## Tarea escrita a:
Copia tal cual, de las entradas, las líneas que van desde la que contiene "at the brown" hasta la última de las entradas, ambas incluidas.

## Fragmento del texto:
»»

Finalmente, no es suficiente con los aprendizajes que nos generen los shocks. También necesitamos toda una serie de competencias que nos permitan encarar con resiliencia y justicia los escenarios que se están abriendo. Estos pasan por asumir nuestra ecodependencia, nuestra interdependencia y concebirnos como agentes de cambio con posibilidades reales, y para nada nimias, de determinar los cambios sociales. Estos aprendizajes se hacen significativos cuando quien los recibe los concibe como importantes y esto a su vez depende en gran parte de que su comunidad cercana los considere importantes. La construcción de sentido es colectiva. Esta construcción es muy compleja, pero en ella la percepción de la utilidad y de la factibilidad son determinantes. Ahí hay dos líneas de trabajo a desarrollar que tienen mucho que ver con la construcción de alternativas.
Profundizando un poco en cómo construir esa autoconcepción personal como agente del cambio, esto pasa por permitirnos tener sueños ambiciosos, pues los desafíos que tenemos por delante son muy grandes. Si queremos construir sociedades realmente justas, democráticas y sostenibles, tenemos que poder imaginar que es posible satisfacer nuestras necesidades al margen del mercado y del Estado. La imaginación humana, en realidad, no vuela libre, sino que se construye a partir de las experiencias vividas. Por eso, poder desarrollar sueños ambiciosos requiere materializar previamente pequeñas maquetas de ellos. Construir otras formas de tener una vivienda, acceder a los alimentos o educar a nuestras criaturas.
La clave no es solo aprovechar los shocks, sino también otros mimbres sociales que ya existen. Una parte de nuestra sociedad se ha ido permeando de un deseo de buen vivir que pasa, por ejemplo, por dedicar menos horas al empleo, una de las herramientas de transición que se plantean desde el decrecimiento. Traducir a campañas que extiendan estos deseos y los sitúen junto a otros de más difícil digestión, como es la austeridad, podría ser una buena fórmula.

««

## Entradas proporcionadas:
»»

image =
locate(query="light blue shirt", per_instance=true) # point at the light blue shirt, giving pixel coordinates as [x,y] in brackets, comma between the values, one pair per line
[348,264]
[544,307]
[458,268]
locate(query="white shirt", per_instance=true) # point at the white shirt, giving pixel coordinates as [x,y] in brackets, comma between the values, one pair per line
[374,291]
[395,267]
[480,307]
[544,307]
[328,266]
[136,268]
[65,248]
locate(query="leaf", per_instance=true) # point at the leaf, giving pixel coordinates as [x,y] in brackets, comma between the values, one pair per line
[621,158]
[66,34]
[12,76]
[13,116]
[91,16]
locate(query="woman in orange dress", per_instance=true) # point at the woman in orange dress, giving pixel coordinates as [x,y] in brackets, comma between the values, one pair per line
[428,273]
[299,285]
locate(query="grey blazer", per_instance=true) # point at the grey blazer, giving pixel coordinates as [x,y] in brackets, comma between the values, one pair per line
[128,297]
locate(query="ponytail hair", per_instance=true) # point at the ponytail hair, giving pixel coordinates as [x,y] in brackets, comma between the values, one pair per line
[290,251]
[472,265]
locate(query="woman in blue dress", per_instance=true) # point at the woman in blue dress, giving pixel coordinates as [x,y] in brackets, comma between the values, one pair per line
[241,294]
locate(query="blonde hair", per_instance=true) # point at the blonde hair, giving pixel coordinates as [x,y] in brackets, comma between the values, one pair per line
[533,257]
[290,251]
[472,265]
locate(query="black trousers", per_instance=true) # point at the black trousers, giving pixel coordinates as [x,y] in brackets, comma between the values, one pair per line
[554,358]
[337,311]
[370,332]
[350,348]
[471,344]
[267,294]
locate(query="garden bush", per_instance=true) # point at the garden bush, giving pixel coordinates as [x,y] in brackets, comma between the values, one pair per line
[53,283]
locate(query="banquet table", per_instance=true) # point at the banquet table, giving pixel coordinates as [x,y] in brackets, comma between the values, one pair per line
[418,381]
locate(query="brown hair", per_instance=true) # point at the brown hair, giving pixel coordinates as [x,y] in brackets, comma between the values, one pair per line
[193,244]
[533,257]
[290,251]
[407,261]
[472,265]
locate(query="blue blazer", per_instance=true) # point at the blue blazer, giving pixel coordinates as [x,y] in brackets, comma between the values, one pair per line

««

## Tarea escrita b:
Sigue escribiendo el texto sobre el decrecimiento y la construcción de alternativas justo desde donde termina.

## Respuesta a:
locate(query="brown hair", per_instance=true) # point at the brown hair, giving pixel coordinates as [x,y] in brackets, comma between the values, one pair per line
[193,244]
[533,257]
[290,251]
[407,261]
[472,265]
locate(query="blue blazer", per_instance=true) # point at the blue blazer, giving pixel coordinates as [x,y] in brackets, comma between the values, one pair per line

## Respuesta b:
A la hora de ver cómo construimos nuestros parámetros culturales, las prácticas resultan determinantes. Normalmente, adaptamos nuestros valores a los que gratifican las prácticas que llevamos a cabo en nuestro día a día para no vivir fuertes disonancias cognitivas. Es decir, que si en nuestro empleo se gratifica la competitividad y el individualismo (y se gratifica, porque es la forma de preservar dicho empleo), la mayoría de la población adoptamos estos valores en mayor o menor medida. De este modo, en gran parte, la disputa en el plano cultural es una disputa en el plano de las prácticas sociales. Tiene mucho que ver con los satisfactores que construyamos y con su capacidad de ser adoptados por mayorías sociales. Sobre esto entro en el siguiente apartado.
Construcción de satisfactores justos y resilientes
En los apartados anteriores ya he ido desgranando argumentos que muestran la importancia determinante de la construcción de alternativas al capitalismo, pero al menos hay una razón más: algunos de los posibles escenarios futuros son pavorosos y es necesario que los temamos, pues nos pueden dañar hasta el extremo. Sin embargo, a la vez que es importante el miedo, tenemos que ser capaces de sacudírnoslo para poder rendir al máximo como sociedades y no abrazar falsas tablas de salvación, como podrían ser los fascismos. De este modo, el desarrollo de una política decrecentista pasa por generar seguridad. Hay distintos elementos que pueden ayudar en esta tarea, pero el central es construir satisfactores de nuestras necesidades resilientes.
Dicho de otra manera: tenemos que construir colchonetas sociales emancipadoras. Esto puede hacerse no solo a partir de proyectos que tengan este objetivo en su ADN, lo que es obvio, sino también a partir de proyectos con un foco asistencialista (como podría ser un comedor social). Algunas potencialidades de estos proyectos son: 1) Parten de necesidades percibidas por la población. No hay que motivar ni buscar el sentido. 2) Muestran la limitación del Estado y del mercado para satisfacer necesidades y, en contraposición, visibilizan las articulaciones sociales y su importancia. 3) Parten de la práctica, que es más potente como agente educativo que la reflexión. 4) Muestran el poder de lo colectivo. El sí se puede. 5) Focalizan en las necesidades y no en el empleo, desplazando así la centralidad social de este último.
En todo caso, para que este tipo de iniciativas sean realmente emancipadoras son necesarios al menos dos elementos. El primero es que las personas usuarias se conviertan en actrices. Es decir, que sean proyectos que evolucionen hacia la autogestión. El segundo, que transiten desde la redistribución (de alimentos, por ejemplo) a la producción real (de alimentos en este caso).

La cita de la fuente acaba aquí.